** TASK INSTRUCTIONS **
Reproduce, character for character, the lines below from the first through the one with "[[65,97],[43,132],[93,139],[96,104]]". Leave pictures out.

** EXTRACTED INFORMATION **
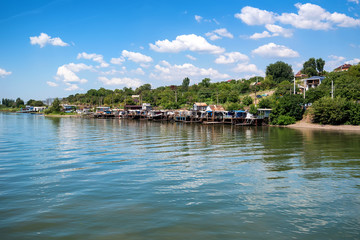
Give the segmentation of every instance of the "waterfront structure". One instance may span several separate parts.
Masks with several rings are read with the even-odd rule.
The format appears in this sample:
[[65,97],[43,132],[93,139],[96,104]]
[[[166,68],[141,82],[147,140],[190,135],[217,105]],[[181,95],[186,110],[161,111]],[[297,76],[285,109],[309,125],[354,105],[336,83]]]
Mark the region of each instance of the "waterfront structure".
[[348,71],[351,66],[352,66],[351,64],[343,64],[343,65],[335,68],[333,72],[344,72],[344,71]]
[[203,102],[196,102],[194,103],[194,106],[193,106],[193,109],[195,111],[205,111],[206,108],[207,108],[207,104],[206,103],[203,103]]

** RESULT **
Give the segmentation of every instance of the "waterfront structure". One instance may span several separate parts.
Masks with several rings are read with the even-odd rule.
The format appears in this sample:
[[65,97],[43,132],[93,139],[96,104]]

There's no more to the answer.